• [ЗАДАНИЯ]
• A. Перепишите фрагмент воспоминаний о Сибири от слов «Во всей Сибири» до слов «Я – девица!», заменив «повар» на «кулинар».
• B. Объясните по воспоминаниям о Сибири, что рассмешило рассказчика и его товарищей.
• C. Продолжите воспоминания о Сибири, начав сразу после последнего приведенного предложения.

• [ЦИТИРУЕМЫЙ ОТРЫВОК]
※

Во всей Сибири печи топят только раз в день очень рано, остатки еды, приготовленные на обед, идут на ужин.
Посуду для приготовления и все нужное я нашел в соседнем доме. Этот случай показал мне воочию, на каком странном моральном уровне находится здесь население. В доме я застал двух женщин и двоих детей. Один ребенок ползал по избе, другой спал в люльке, подвешенной к потолку. Обе женщины молодые. Одна из них мыла пол, другая, около печи, возилась с ухватом.
Я, новоиспеченный повар, обратился сперва к кухарке, и когда спросил, где сейчас ее муж, – в киргизской степи или на службе, она обиженно ответила:
– Я незамужняя. Я – девица!
Я смутился, попросил извинения за ошибку и был прощен.
Жаркое получилось превосходное, подкрепило моего Юзка, что меня очень обрадовало. Под вечер я вышел на улицу и уселся на лежащую там деревянную колоду, машинально наблюдая за играми казацких детей. Посмотрел в сторону, откуда доносился плач маленького ребенка. И как же я удивился, когда на пороге того самого дома, где готовил жаркое, увидел женщину, что назвалась девицей, с младенцем на руках, – она его кормила грудью. Я рассказал все это своим товарищам и нас сильно рассмешило такое явное доказательство «девичества».
С годами я убедился, что в Сибири это обычное явление. «Девица» может быть матерью нескольких детей, и даже если воспитывает целый выводок потомства, все равно называется «девицей», пока не найдет себе мужа, – хоть до самой смерти. Впоследствии я убедился, что распущенность нравов в Сибири такая, какую, пожалуй, больше нигде не встретишь. И не только среди простого народа, но и в высшем обществе, среди просвещенных людей. Другое дело, что богатые имеют возможность скрывать свои обстоятельства, следствия своих поступков, которые не менее, – хотя что я говорю? – а еще более омерзительны и достойны порицания.
В Семипалатинске в ту пору жило много поляков. Нас очень тянуло туда поехать. Юзеф Хиршфельд, бывший солдат, в Семипалатинске был между поляками, – как бы выразиться? – известнейшей личностью. Он жил в доме купца Попова, у которого был управляющим.
От него военные власти узнали о нашем прибытии и мы зашли к Хиршфельду. Ему очень хотелось оставить нас у себя, но не удалось, несмотря на все его старания и попытки. Однако, при заступничестве Хиршфельда, офицер высшего ранга Тарасов позволил нам занять небольшой уголок в офицерской квартире. Тут нас проведали многие земляки. Так мы узнали Ордынского, сосланного еще в 1825 году на тяжелые работы, он обычно служил в интендантстве. Был здесь и клирик из духовной академии в Варшаве, обыкновенный солдат, Ян Май, был Рокицкий, тоже солдат, который потом вернулся в Польшу, и Зелинский, урядник таможни. Тарасов оказался для нас очень полезен. В начале своей военной карьеры он служил юнкером в Польском Королевстве, узнал поляков, ценил их и глубоко уважал.

※

• [ИСХОДНЫЕ ДАННЫЕ]
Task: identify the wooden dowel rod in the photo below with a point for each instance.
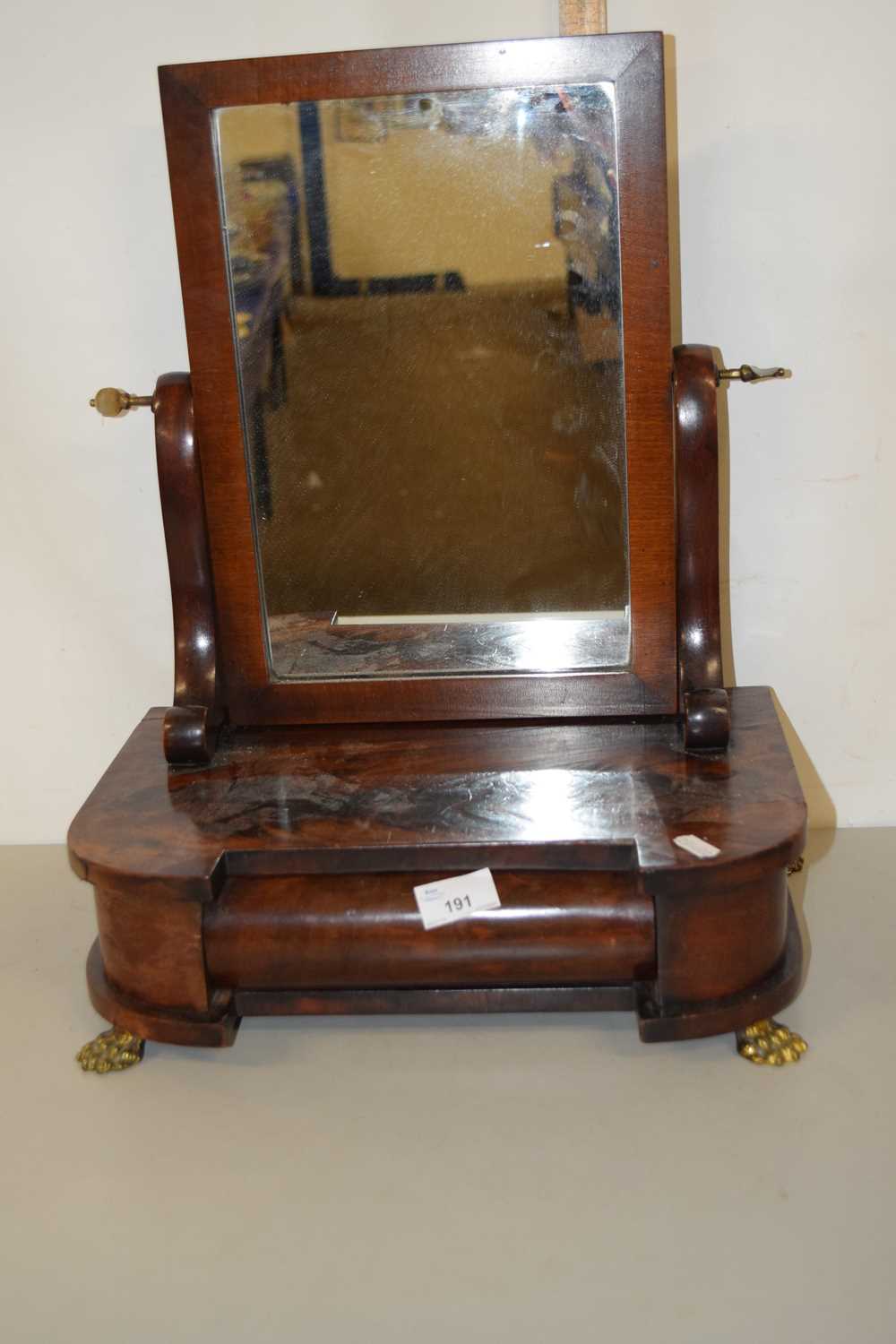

※

• [ОТВЕТЫ НИЖЕ]
• A.
Во всей Сибири печи топят только раз в день очень рано, остатки еды, приготовленные на обед, идут на ужин.
Посуду для приготовления и все нужное я нашел в соседнем доме. Этот случай показал мне воочию, на каком странном моральном уровне находится здесь население. В доме я застал двух женщин и двоих детей. Один ребенок ползал по избе, другой спал в люльке, подвешенной к потолку. Обе женщины молодые. Одна из них мыла пол, другая, около печи, возилась с ухватом.
Я, новоиспеченный кулинар, обратился сперва к кухарке, и когда спросил, где сейчас ее муж, – в киргизской степи или на службе, она обиженно ответила:
– Я незамужняя. Я – девица!

• B. Их рассмешило явное «доказательство девичества». Женщина, которая обиженно назвала себя незамужней девицей, вечером стояла на пороге того же дома с младенцем на руках и кормила его грудью.

• C.
Утром при смене дежурства он попросил, чтобы сменивший его офицер Гилев всячески нам помогал и даже заверил коллегу, что часы дежурства в нашем обществе ему самому были очень приятны. Гилев попытался исполнить просьбу, но, узнав, что мы лишены всех прав и осуждены на каторгу, счел неуместным наше пребывание в офицерской квартире. Прежде всего он побежал к начальнику батальона Белихову, рассказал ему всю историю и предложил, чтобы нас выселили и перевели в обычную арестантскую камеру. Дежурного офицера и Тарасова Белихов велел отправить на гауптвахту.
Собрав наш скарб, с тяжелым сердцем, мы снова оказались среди бандитов. Были в этой камере и солдаты под судом, воры и злодеи, одни в тяжелых, другие в легких кандалах, словом, сборище сброда всякого рода. Если бы Хиршфельд оказался на месте, с нами такой катастрофы, конечно же, не случилось, но он на несколько часов отлучился в сад купца Попова. Узнав о подобном повороте дела и о негодяйском поступке Гилева, тут же побежал к начальнику батальона. Какими аргументами склонил Хиршфельд майора Белихова придти в камеру, где мы сидели, я не знаю, – но пришли к нам несколько офицеров. Либо они ожидали от нас, также как и Белихов, что мы будем просить о перемещении, но не дождавшись никаких просьб, Белихов прежде всего велел отпустить осужденных на гауптвахту офицеров, а нас перевести в избу, где сидели несколько казаков из станицы Семиярской.
Эти казаки помогали староверам, тем самым, которых называли поляками, чтобы они могли справлять свадьбы по своему обычаю. Попа из Семиярска подкупали, и он выдавал свидетельства, что бракосочетание проходило по православному обряду. Когда все это всплыло, попа повезли в Бийск, где судили как преступника, а казаков привезли в Семипалатинск и отдали под военный суд.
Переночевав с казаками, мы тут же хотели идти дальше, но они нас не пустили:
– Нечего вам спешить; Омск еще успеет вам опротиветь с ихним плац-майором Кривцовым, лучше бы вам никогда его не знать!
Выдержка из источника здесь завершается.